• **DATASET**:

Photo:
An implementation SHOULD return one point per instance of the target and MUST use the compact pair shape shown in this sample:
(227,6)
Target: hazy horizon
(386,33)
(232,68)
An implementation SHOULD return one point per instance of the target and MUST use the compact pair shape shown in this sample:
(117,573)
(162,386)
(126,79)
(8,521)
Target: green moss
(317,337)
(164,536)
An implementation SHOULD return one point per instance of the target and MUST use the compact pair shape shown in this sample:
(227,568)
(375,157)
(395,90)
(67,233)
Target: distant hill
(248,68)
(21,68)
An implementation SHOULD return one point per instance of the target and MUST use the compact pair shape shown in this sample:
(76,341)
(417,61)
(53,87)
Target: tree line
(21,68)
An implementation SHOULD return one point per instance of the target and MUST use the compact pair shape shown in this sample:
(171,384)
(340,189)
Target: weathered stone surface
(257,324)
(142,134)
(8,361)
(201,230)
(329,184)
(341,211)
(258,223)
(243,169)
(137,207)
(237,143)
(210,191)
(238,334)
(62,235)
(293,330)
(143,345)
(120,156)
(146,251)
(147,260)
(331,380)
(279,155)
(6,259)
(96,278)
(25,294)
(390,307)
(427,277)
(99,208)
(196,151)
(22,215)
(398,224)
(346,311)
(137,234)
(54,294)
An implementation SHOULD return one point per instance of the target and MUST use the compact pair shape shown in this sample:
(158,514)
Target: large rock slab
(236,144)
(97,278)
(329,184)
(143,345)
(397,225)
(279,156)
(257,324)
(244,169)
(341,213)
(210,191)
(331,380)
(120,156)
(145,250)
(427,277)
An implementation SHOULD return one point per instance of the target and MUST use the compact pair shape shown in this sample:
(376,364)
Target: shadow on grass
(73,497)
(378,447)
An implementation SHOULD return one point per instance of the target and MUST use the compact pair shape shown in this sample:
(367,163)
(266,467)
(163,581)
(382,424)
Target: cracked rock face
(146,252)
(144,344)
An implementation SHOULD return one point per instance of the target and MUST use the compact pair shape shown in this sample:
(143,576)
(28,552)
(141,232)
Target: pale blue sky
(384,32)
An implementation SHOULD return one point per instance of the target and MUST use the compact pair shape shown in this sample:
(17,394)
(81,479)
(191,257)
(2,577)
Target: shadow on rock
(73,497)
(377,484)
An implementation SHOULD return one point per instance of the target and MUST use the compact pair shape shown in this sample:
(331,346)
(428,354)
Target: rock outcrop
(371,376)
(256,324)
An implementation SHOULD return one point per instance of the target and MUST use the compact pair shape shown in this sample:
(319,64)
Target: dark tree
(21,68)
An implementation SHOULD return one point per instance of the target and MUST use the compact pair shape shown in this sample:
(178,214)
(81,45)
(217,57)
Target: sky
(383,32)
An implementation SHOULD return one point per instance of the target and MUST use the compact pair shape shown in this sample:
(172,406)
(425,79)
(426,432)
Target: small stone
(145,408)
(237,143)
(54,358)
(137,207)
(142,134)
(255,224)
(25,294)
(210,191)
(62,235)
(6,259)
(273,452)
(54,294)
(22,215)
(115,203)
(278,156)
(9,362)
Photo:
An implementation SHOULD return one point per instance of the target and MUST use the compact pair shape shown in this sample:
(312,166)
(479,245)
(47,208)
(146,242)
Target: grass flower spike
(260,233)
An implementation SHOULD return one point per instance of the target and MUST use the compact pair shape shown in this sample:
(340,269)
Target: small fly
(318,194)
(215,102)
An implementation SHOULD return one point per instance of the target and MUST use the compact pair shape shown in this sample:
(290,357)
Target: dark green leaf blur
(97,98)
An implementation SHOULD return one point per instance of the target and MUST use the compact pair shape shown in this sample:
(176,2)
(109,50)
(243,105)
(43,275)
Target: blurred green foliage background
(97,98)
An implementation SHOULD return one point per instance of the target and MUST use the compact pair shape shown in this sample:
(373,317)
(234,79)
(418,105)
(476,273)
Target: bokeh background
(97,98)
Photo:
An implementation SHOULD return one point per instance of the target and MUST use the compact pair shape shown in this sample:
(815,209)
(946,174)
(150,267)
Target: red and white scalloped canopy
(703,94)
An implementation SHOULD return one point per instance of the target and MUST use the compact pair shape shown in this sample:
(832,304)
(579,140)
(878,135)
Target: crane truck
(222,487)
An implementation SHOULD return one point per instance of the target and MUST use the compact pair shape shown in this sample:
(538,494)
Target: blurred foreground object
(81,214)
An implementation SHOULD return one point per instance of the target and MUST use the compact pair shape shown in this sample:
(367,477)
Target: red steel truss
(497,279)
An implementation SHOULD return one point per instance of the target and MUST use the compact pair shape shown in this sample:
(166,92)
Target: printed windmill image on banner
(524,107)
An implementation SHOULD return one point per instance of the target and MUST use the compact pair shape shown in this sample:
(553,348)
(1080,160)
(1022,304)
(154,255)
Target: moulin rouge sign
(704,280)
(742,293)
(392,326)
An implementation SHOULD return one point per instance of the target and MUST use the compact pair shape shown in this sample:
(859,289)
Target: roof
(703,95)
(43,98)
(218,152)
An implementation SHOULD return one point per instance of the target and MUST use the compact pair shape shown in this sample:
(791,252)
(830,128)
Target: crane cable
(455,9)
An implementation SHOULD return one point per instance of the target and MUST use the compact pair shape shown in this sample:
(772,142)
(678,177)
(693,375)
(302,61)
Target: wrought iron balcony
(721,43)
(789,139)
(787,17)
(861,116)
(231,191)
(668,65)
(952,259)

• **WORK INSTRUCTIONS**:
Repeat the whole listing exactly, line for line.

• **REPLY**:
Photo:
An implementation SHOULD return one point per instance of the target and MUST use the compact pair shape shown in this sample:
(227,6)
Target: hazy horizon
(386,33)
(232,68)
An implementation SHOULD return one point per instance of the target and MUST use the compact pair shape shown in this sample:
(117,573)
(162,386)
(126,79)
(8,521)
Target: green moss
(317,337)
(164,536)
An implementation SHOULD return one point per instance of the target and MUST use the compact pair shape shown in this sample:
(227,568)
(375,157)
(395,90)
(67,233)
Target: distant hill
(248,68)
(21,68)
An implementation SHOULD return one point per instance of the target and MUST use the compact pair shape shown in this sample:
(76,341)
(417,61)
(53,87)
Target: tree line
(21,68)
An implementation SHOULD return one point per instance of the target and MUST use the compact pair shape shown in this sample:
(171,384)
(340,189)
Target: weathered stone surface
(257,324)
(142,134)
(8,361)
(201,230)
(329,184)
(341,211)
(258,223)
(243,169)
(137,207)
(237,143)
(210,191)
(238,334)
(62,235)
(293,330)
(143,345)
(120,156)
(146,251)
(147,260)
(331,380)
(279,155)
(6,259)
(96,278)
(25,294)
(390,307)
(427,277)
(99,208)
(196,151)
(22,215)
(398,224)
(346,311)
(137,234)
(54,294)
An implementation SHOULD return one point per instance of the target and MUST use the compact pair shape shown in this sample:
(158,514)
Target: large rock slab
(236,144)
(97,278)
(329,184)
(143,345)
(397,225)
(279,156)
(257,324)
(244,169)
(341,213)
(210,191)
(331,380)
(120,156)
(145,250)
(427,277)
An implementation SHOULD return one point per instance of the target and MUST use the compact pair shape shown in this sample:
(376,364)
Target: shadow on grass
(73,497)
(378,447)
An implementation SHOULD return one point per instance of the target and MUST use the compact pair shape shown in this sample:
(367,163)
(266,467)
(163,581)
(382,424)
Target: cracked rock face
(146,252)
(144,344)
An implementation SHOULD return one point per instance of the target and MUST use the compact pair shape shown in this sample:
(143,576)
(28,552)
(141,232)
Target: pale blue sky
(384,32)
An implementation SHOULD return one point per instance of the target and MUST use the compact pair shape shown in this sample:
(17,394)
(81,479)
(191,257)
(2,577)
Target: shadow on rock
(73,497)
(377,484)
An implementation SHOULD return one point per instance of the target and MUST use the compact pair shape shown in this sample:
(331,346)
(428,354)
Target: rock outcrop
(371,376)
(256,324)
An implementation SHOULD return one point per instance of the target and MUST use the compact pair shape shown in this sample:
(319,64)
Target: dark tree
(21,68)
An implementation SHOULD return one point per instance of the target and MUST use the compact pair shape shown in this sample:
(178,214)
(81,45)
(217,57)
Target: sky
(383,32)
An implementation SHOULD return one point per instance of the target and MUST use the compact pair shape shown in this sample:
(172,406)
(425,79)
(426,432)
Target: small stone
(145,408)
(237,143)
(54,358)
(137,207)
(142,134)
(255,224)
(25,294)
(210,191)
(62,235)
(6,259)
(273,452)
(54,294)
(22,215)
(115,203)
(278,156)
(9,362)
Photo:
An implementation SHOULD return one point per instance of the target and MUST use the compact pair shape shown in this sample:
(312,166)
(479,245)
(47,208)
(146,242)
Target: grass flower spike
(260,233)
An implementation SHOULD return one point per instance of the target and MUST use the compact pair shape shown in this sample:
(340,269)
Target: small fly
(318,194)
(215,102)
An implementation SHOULD return one point per instance of the target and MUST use the compact pair shape shown in this sample:
(290,357)
Target: dark green leaf blur
(97,98)
An implementation SHOULD return one point per instance of the target and MUST use the compact pair shape shown in this sample:
(176,2)
(109,50)
(243,105)
(43,275)
Target: blurred green foliage background
(97,98)
An implementation SHOULD return one point per instance of the target and MUST use the compact pair shape shown in this sample:
(373,317)
(234,79)
(418,105)
(476,273)
Target: bokeh background
(97,98)
Photo:
An implementation SHOULD return one point per instance of the target and MUST use the compact pair shape shown in this sample:
(815,209)
(946,174)
(150,267)
Target: red and white scalloped canopy
(703,94)
An implementation SHOULD return one point per instance of the target and MUST use the compact pair shape shown in this sample:
(832,304)
(579,140)
(878,135)
Target: crane truck
(222,487)
An implementation SHOULD return one point per instance of the target and MUST use the compact pair shape shown in this sample:
(538,494)
Target: blurred foreground object
(81,214)
An implementation SHOULD return one point per instance of the target and MUST use the compact pair shape shown in this sample:
(367,477)
Target: red steel truss
(497,279)
An implementation SHOULD return one point per instance of the target and MUST use the compact pair shape shown in this sample:
(166,92)
Target: printed windmill image on banner
(524,107)
An implementation SHOULD return one point per instance of the target and MUST use the compact pair shape shown in this sample:
(553,348)
(1080,160)
(1022,304)
(154,255)
Target: moulin rouge sign
(704,280)
(742,293)
(392,326)
An implementation SHOULD return one point per instance of the target and MUST use the compact pair shape shown in this sample:
(859,289)
Target: roof
(703,95)
(43,98)
(218,152)
An implementation SHOULD return one point per instance of the target and MUST use the compact pair shape shown in this sample:
(791,252)
(830,128)
Target: crane cable
(455,9)
An implementation SHOULD return one point per instance of the target and MUST use the compact pair shape shown in this sample:
(772,142)
(678,177)
(693,375)
(302,61)
Target: wrought iron balcony
(721,43)
(789,139)
(787,17)
(861,116)
(231,191)
(668,65)
(952,259)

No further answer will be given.